[Photo object pointing records]
....
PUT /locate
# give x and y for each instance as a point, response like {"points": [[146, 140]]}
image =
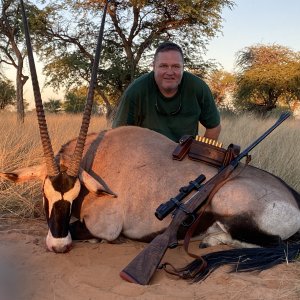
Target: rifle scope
{"points": [[165, 208]]}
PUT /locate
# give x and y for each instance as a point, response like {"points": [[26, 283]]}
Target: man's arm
{"points": [[213, 133]]}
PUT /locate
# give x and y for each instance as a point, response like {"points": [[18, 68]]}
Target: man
{"points": [[169, 100]]}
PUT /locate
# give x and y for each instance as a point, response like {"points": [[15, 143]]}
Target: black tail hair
{"points": [[243, 260]]}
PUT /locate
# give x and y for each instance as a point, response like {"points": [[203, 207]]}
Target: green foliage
{"points": [[12, 43], [132, 31], [53, 106], [221, 84], [8, 93], [75, 101], [268, 75]]}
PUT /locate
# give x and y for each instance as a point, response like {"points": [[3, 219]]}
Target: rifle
{"points": [[143, 266]]}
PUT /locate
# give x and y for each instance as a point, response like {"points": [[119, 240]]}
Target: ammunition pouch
{"points": [[206, 150]]}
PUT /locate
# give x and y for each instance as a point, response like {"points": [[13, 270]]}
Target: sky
{"points": [[253, 22], [250, 22]]}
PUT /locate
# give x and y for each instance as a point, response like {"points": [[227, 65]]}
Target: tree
{"points": [[267, 75], [222, 84], [53, 106], [133, 29], [75, 101], [12, 44], [8, 93]]}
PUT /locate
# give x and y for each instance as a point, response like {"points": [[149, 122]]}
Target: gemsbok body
{"points": [[114, 181]]}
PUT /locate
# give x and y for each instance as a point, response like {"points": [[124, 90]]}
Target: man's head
{"points": [[168, 68]]}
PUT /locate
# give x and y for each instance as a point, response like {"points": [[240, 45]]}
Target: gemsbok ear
{"points": [[26, 174], [93, 185]]}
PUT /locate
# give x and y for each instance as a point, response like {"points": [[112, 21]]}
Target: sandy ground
{"points": [[91, 271]]}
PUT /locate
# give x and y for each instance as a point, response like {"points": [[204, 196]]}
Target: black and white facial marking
{"points": [[59, 193]]}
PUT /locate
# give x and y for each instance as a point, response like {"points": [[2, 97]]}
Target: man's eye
{"points": [[163, 67]]}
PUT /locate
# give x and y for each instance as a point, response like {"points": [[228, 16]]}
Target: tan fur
{"points": [[136, 165]]}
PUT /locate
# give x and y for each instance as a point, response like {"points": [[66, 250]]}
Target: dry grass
{"points": [[20, 147]]}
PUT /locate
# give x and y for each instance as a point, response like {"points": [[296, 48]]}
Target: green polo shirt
{"points": [[143, 105]]}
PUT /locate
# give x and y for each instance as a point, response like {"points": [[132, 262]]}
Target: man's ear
{"points": [[93, 185], [26, 174]]}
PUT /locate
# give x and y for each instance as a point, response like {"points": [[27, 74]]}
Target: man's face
{"points": [[168, 70]]}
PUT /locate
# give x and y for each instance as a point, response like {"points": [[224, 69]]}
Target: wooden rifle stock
{"points": [[143, 266]]}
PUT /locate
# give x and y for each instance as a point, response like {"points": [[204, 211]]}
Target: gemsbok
{"points": [[113, 181]]}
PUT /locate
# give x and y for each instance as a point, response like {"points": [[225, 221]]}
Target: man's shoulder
{"points": [[190, 77], [141, 81]]}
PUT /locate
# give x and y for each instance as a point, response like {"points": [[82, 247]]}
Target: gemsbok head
{"points": [[61, 185], [113, 181]]}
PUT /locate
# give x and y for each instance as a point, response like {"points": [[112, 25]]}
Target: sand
{"points": [[91, 271]]}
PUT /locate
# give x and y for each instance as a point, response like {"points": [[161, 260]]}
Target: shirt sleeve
{"points": [[127, 110]]}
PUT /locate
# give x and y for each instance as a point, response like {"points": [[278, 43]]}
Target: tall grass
{"points": [[20, 147]]}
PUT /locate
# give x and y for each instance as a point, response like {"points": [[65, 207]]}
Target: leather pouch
{"points": [[208, 152]]}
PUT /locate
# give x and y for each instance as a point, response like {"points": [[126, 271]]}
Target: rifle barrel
{"points": [[282, 118]]}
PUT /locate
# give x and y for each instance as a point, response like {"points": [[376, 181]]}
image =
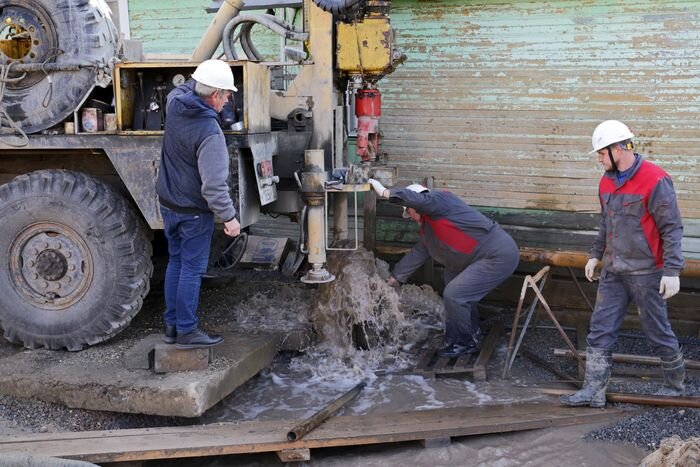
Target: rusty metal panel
{"points": [[498, 99], [364, 47]]}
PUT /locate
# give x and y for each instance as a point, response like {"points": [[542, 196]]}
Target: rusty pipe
{"points": [[578, 259], [319, 417], [212, 36]]}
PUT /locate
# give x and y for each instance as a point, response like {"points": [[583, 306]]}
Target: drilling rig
{"points": [[81, 129]]}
....
- What you will do
The records above must be transcribed exactly. Pictures are left out of the copy.

- Written solution
PUT /locate
# give x and y for each instance as a point, response like {"points": [[146, 140]]}
image =
Target: rifle scope
{"points": [[165, 208]]}
PUT /locate
# give x and y for each instance as a point, response like {"points": [[26, 283]]}
Target: man's arm
{"points": [[213, 133]]}
PUT /locate
# give x and y for each instance as a point, response like {"points": [[18, 68]]}
Target: man
{"points": [[169, 100]]}
PUT /locate
# give x and y for each instance as a point, response like {"points": [[15, 143]]}
Target: black tail hair
{"points": [[243, 260]]}
PUT /locate
# give x and y for each instance as a point, response like {"points": [[203, 207]]}
Target: green foliage
{"points": [[12, 43], [132, 31], [53, 106], [221, 84], [8, 93], [75, 101], [268, 75]]}
PUT /locate
# give x and y for each instance as a point, response like {"points": [[3, 219]]}
Target: rifle
{"points": [[143, 266]]}
PUT /locate
# give x and y for each instance as a point, response like {"points": [[119, 240]]}
Target: ammunition pouch
{"points": [[206, 150]]}
PUT /locate
# give x and y for each instance as a point, response like {"points": [[13, 270]]}
Target: sky
{"points": [[253, 22], [250, 22]]}
PUT /locate
# give x and y for each instance as a point, response like {"points": [[227, 65]]}
Target: tree
{"points": [[267, 75], [222, 84], [53, 106], [133, 29], [75, 101], [12, 44], [8, 93]]}
PUT /locate
# give x and y for each instance as a point, response like {"points": [[149, 122]]}
Target: gemsbok body
{"points": [[114, 181]]}
PUT /locate
# give x and y for each instance as a point, response like {"points": [[124, 90]]}
Target: man's head
{"points": [[168, 68]]}
PUT /locate
# give x and y for each instance as a point, response like {"points": [[240, 45]]}
Target: gemsbok ear
{"points": [[26, 174], [93, 185]]}
PUT /locate
# give x and y for each instance as a point, response like {"points": [[112, 21]]}
Target: sandy ground
{"points": [[91, 271]]}
PUT /locate
# give x and y for each instance as a point, response like {"points": [[204, 196]]}
Target: black and white facial marking
{"points": [[59, 193]]}
PUT /locate
# give x and y for each instance as a point, response like {"points": [[2, 97]]}
Target: man's eye
{"points": [[163, 67]]}
PUT /locate
# give x and y for each instance as a point, response like {"points": [[228, 16]]}
Target: tan fur
{"points": [[136, 165]]}
PUT /locate
# give x and y for each instance as a point, response like {"points": [[66, 250]]}
Target: dry grass
{"points": [[20, 147]]}
PUT /locate
# give x and y for each instance as a point, response like {"points": [[296, 48]]}
Target: green polo shirt
{"points": [[143, 105]]}
PUT /locate
# give x and y for each instance as a point, response like {"points": [[132, 262]]}
Target: man's ear
{"points": [[93, 185], [26, 174]]}
PUT /locate
# give x and y for each instance as a point, response like {"points": [[27, 74]]}
Target: man's face
{"points": [[168, 70]]}
PUT /locate
# give x and y for each instance as a point, response like {"points": [[224, 69]]}
Target: wooden rifle stock
{"points": [[143, 266]]}
PUT /locate
# give x and y for each instance as a point, response like {"points": [[204, 211]]}
Target: gemsbok
{"points": [[113, 181]]}
PUT /locate
# give x and y for each instance as a point, response like {"points": [[225, 221]]}
Target: man's shoulder
{"points": [[190, 77], [141, 81]]}
PUT /locate
# give x and y for each instance as a point, response like {"points": [[82, 247]]}
Target: gemsbok head
{"points": [[61, 185], [113, 181]]}
PUT /locate
# give x and y for each instance as a point, response like {"points": [[112, 25]]}
Target: sand
{"points": [[91, 271]]}
PUT /locate
# give x and y for each instance as a point, response like {"points": [[161, 260]]}
Target: shirt sleeve
{"points": [[127, 110]]}
PUT /locate
# give x and y for each instance as a point, response like {"points": [[278, 43]]}
Target: tall grass
{"points": [[20, 147]]}
PUT /locate
# give x and y for each instance as a point, response like {"points": [[65, 207]]}
Target: leather pouch
{"points": [[208, 152]]}
PUT /locate
# give x and y for each instance as a point, response like {"points": [[126, 271]]}
Target: rifle barrel
{"points": [[282, 118]]}
PUT /locate
# give x and y for each instance as a point, response like {"points": [[376, 181]]}
image =
Target: rusty metal panel
{"points": [[498, 99], [364, 47]]}
PUT /locate
# give x and y for each instance as a point, response like {"points": [[542, 196]]}
Target: rusty pipe
{"points": [[578, 259], [319, 417], [212, 36]]}
PUT /locate
# give x and y for each instance as a point, response like {"points": [[583, 306]]}
Target: drilling rig
{"points": [[81, 129]]}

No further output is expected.